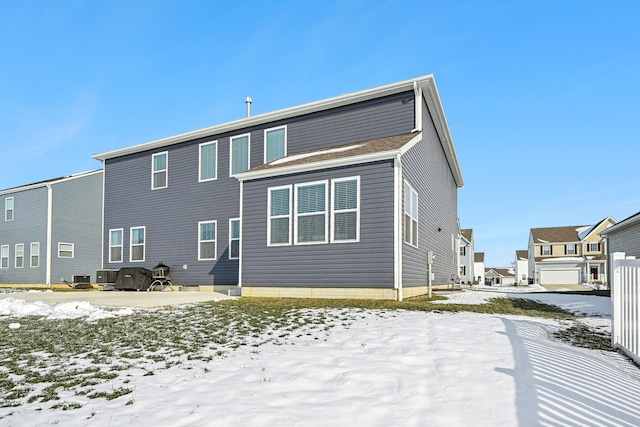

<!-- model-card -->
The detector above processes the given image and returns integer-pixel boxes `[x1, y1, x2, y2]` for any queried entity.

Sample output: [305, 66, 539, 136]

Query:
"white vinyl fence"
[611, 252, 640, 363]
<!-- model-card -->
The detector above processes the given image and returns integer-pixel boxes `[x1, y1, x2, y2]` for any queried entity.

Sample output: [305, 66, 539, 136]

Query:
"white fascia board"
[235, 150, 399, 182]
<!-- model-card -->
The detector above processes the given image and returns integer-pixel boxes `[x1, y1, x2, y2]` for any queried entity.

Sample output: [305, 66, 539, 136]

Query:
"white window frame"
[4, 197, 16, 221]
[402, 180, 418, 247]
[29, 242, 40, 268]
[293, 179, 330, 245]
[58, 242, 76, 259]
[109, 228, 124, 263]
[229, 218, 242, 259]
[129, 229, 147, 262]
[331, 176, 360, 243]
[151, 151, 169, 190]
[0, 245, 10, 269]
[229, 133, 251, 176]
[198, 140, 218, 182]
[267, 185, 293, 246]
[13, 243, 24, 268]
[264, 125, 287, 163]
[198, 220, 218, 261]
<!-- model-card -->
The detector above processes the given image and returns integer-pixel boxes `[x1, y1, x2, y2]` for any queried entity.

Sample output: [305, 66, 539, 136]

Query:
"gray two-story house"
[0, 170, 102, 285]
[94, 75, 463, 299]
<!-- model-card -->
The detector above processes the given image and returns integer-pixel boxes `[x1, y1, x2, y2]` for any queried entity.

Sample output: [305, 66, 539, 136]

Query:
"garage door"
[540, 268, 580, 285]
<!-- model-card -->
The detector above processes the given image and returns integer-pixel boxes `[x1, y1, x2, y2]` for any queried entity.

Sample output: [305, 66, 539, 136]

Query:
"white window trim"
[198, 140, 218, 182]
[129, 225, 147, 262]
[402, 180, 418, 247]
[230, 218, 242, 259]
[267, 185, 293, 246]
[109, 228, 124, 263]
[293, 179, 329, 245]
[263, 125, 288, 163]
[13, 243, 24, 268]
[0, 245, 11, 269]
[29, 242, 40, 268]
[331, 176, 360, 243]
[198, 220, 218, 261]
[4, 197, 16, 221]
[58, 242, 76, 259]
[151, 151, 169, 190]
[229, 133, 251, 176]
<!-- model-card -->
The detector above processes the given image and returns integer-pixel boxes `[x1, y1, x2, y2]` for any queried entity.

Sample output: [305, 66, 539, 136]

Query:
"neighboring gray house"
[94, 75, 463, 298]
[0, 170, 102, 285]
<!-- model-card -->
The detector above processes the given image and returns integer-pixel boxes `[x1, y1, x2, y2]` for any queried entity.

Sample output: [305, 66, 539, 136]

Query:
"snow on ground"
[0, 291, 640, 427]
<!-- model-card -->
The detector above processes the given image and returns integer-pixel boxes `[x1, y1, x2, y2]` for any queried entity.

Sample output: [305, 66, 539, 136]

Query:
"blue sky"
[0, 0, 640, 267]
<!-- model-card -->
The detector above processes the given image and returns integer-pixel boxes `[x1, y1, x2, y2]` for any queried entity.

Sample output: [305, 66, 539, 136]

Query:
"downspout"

◆ ◆ ◆

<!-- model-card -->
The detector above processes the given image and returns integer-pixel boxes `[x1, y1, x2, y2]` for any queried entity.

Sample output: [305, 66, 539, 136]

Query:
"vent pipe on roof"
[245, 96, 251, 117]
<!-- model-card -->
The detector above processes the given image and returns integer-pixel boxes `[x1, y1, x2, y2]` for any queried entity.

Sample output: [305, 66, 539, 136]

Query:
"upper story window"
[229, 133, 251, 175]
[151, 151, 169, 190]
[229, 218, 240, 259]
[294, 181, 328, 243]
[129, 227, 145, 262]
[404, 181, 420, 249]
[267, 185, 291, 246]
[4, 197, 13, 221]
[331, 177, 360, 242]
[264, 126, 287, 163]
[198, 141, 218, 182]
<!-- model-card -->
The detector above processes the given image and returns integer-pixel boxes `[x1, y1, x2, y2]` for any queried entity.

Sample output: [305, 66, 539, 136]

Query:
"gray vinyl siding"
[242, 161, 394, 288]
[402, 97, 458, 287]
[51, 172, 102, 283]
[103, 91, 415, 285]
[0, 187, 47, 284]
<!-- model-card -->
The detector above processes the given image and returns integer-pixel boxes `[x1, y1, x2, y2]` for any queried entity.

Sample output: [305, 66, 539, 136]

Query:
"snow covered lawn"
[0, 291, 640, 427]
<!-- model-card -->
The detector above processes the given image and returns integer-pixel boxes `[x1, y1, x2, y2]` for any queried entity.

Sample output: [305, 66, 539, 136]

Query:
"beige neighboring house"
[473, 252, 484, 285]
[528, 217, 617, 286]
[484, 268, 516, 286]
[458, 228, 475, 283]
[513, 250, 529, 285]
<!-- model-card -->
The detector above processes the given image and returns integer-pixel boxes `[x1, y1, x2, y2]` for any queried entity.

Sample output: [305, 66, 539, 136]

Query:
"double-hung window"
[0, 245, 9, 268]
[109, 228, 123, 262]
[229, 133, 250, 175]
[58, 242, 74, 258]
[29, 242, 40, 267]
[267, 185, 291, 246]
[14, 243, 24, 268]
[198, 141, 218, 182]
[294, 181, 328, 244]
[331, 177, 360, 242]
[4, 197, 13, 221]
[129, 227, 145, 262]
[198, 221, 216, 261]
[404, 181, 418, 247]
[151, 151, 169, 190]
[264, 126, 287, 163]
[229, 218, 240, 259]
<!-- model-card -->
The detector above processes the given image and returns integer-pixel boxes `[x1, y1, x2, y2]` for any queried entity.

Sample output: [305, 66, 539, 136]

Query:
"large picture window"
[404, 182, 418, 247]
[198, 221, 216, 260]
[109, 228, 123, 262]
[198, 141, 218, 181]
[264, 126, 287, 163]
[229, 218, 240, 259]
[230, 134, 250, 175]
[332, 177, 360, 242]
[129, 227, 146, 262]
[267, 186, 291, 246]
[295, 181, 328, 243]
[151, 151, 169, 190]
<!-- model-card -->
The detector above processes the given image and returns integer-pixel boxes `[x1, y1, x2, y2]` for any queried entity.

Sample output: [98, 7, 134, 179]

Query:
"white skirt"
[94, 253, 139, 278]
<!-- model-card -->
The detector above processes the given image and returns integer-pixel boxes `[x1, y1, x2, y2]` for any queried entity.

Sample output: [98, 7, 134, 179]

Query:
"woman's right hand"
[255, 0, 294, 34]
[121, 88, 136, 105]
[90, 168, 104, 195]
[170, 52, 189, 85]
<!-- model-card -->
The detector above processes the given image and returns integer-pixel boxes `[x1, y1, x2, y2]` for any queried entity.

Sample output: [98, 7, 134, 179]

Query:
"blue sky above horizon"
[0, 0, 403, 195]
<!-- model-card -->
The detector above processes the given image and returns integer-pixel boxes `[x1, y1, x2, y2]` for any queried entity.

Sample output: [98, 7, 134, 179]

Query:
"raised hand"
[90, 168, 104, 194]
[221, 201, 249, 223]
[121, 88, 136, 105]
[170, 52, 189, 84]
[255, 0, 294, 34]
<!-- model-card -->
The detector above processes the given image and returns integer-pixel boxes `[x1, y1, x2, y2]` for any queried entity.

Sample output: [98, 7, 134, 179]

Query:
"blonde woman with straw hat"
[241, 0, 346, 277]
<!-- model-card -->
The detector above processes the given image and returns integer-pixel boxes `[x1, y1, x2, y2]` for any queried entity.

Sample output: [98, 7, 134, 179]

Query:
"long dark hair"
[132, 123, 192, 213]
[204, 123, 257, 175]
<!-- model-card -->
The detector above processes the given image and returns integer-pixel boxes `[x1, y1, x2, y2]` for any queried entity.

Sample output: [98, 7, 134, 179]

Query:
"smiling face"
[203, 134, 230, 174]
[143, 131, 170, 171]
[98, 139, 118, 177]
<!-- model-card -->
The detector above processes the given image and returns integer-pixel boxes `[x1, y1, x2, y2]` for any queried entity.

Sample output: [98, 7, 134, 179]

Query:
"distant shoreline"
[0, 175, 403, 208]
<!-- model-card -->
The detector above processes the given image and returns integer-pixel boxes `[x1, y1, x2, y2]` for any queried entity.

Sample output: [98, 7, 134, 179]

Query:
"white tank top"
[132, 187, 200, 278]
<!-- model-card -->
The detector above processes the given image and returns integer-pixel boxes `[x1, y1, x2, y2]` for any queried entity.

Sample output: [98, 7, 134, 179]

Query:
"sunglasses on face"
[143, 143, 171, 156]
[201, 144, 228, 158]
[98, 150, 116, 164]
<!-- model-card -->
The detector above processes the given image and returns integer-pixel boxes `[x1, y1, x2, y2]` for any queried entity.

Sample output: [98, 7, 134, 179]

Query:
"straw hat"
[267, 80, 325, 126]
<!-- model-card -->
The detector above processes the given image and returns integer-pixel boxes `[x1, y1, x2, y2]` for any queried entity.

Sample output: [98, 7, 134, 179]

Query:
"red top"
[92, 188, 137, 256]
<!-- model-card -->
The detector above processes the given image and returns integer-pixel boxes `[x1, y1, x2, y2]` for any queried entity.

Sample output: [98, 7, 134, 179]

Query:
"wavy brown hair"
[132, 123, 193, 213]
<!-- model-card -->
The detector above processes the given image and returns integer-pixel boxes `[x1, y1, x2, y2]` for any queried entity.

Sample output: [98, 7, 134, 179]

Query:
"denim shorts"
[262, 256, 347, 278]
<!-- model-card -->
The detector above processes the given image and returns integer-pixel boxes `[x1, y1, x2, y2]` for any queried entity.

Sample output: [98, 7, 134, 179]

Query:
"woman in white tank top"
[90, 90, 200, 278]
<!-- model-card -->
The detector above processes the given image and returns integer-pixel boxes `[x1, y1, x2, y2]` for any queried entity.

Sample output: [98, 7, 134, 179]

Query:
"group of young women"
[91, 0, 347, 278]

◆ ◆ ◆

**Stated goal:**
Extract every line of the material above that contains the word "gray", matching its case exactly.

**Result of the task:**
"gray two-story house"
"neighboring gray house"
"gray vinyl siding"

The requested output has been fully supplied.